Required action: A faithful copy of the data is what is wanted, minus any pictures.

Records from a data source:
----------

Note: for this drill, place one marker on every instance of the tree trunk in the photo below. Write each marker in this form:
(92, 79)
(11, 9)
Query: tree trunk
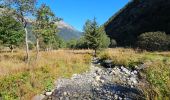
(27, 46)
(37, 48)
(12, 49)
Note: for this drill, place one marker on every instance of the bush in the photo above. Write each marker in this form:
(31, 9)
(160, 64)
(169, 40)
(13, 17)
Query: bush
(153, 41)
(158, 75)
(113, 43)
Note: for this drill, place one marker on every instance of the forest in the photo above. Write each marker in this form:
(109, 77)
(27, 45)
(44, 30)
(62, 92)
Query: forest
(123, 59)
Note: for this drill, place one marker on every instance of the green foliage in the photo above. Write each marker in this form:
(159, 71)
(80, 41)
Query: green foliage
(95, 36)
(11, 32)
(131, 21)
(72, 43)
(153, 41)
(45, 27)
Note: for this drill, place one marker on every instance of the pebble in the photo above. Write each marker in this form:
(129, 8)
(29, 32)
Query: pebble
(96, 84)
(48, 93)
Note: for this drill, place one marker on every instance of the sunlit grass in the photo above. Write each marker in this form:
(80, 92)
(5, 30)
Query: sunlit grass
(20, 81)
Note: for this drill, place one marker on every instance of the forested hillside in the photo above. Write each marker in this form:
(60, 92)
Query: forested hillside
(137, 17)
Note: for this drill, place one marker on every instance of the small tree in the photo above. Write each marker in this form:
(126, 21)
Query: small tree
(11, 32)
(95, 36)
(21, 10)
(44, 26)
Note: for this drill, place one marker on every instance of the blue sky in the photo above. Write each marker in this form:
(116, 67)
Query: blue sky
(76, 12)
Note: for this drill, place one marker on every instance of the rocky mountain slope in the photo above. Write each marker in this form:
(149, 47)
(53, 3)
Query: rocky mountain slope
(68, 32)
(137, 17)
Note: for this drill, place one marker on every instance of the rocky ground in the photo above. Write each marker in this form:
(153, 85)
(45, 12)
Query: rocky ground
(99, 83)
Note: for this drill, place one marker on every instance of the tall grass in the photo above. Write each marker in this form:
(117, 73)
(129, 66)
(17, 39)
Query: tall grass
(19, 81)
(157, 71)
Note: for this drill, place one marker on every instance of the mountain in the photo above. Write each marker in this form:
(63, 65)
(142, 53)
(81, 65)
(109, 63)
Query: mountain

----------

Task solution:
Note: for this drill, place one marker on every instance of the tree trunk in the photo below. Write each marker in this form:
(92, 79)
(11, 9)
Query: tree trunk
(27, 46)
(37, 48)
(12, 49)
Note: for this drill, place one marker on every instance of the bush in the photo above. Write each marker in this form:
(31, 9)
(160, 64)
(169, 40)
(13, 17)
Query: bush
(153, 41)
(158, 75)
(113, 43)
Note: for this drill, place one marker on every instance of the forest in the photo above. Write each marker in this form:
(109, 77)
(27, 45)
(44, 30)
(62, 92)
Query: forest
(123, 59)
Note: for this drill, place one marker on every instance of the green foliage in the photo above. Write each marker in this form:
(159, 71)
(80, 41)
Query: green foliage
(95, 36)
(11, 32)
(131, 21)
(72, 43)
(153, 41)
(45, 27)
Note: for this drill, place one marker on every instance of the pebble in the photo above. Write each marker in this form:
(129, 8)
(29, 32)
Query: pebble
(96, 84)
(48, 93)
Note: for this drill, place one marker on every instance of the sunlit grass in the photo above. Write each marker in this form:
(80, 92)
(5, 30)
Query: sunlit grass
(20, 81)
Note: for this drill, place one marker on every instance of the forested hillside in the photo above. Write each marker in this form:
(60, 92)
Query: forested hillside
(137, 17)
Note: for this drill, place one marker on every instance of the small tree in the photo above. Write each marker in this form:
(126, 21)
Query: small tree
(11, 32)
(95, 36)
(21, 10)
(44, 26)
Note: for this drill, place one marker on every instance of the blue sky in the photo above. Write each marker in this form:
(116, 67)
Query: blue sky
(76, 12)
Note: for this drill, place one marker on every instance of the rocky mountain slope in the photo above. Write each marker in this form:
(149, 47)
(53, 3)
Query: rocky mountain slope
(68, 32)
(137, 17)
Note: for this drill, place one marker on every instance of the rocky ground in the photo above. Write each marker in this form:
(153, 85)
(45, 12)
Query: rocky ground
(99, 83)
Note: for this drill, place one marker on every instance of the tall grass in the photo above. Write each marker in this form:
(117, 73)
(129, 66)
(17, 39)
Query: tall grass
(19, 81)
(157, 71)
Note: for this drill, place one marker on every instance of the mountain in the photo above. Write each marker in this form:
(63, 65)
(142, 53)
(81, 65)
(109, 63)
Query: mountain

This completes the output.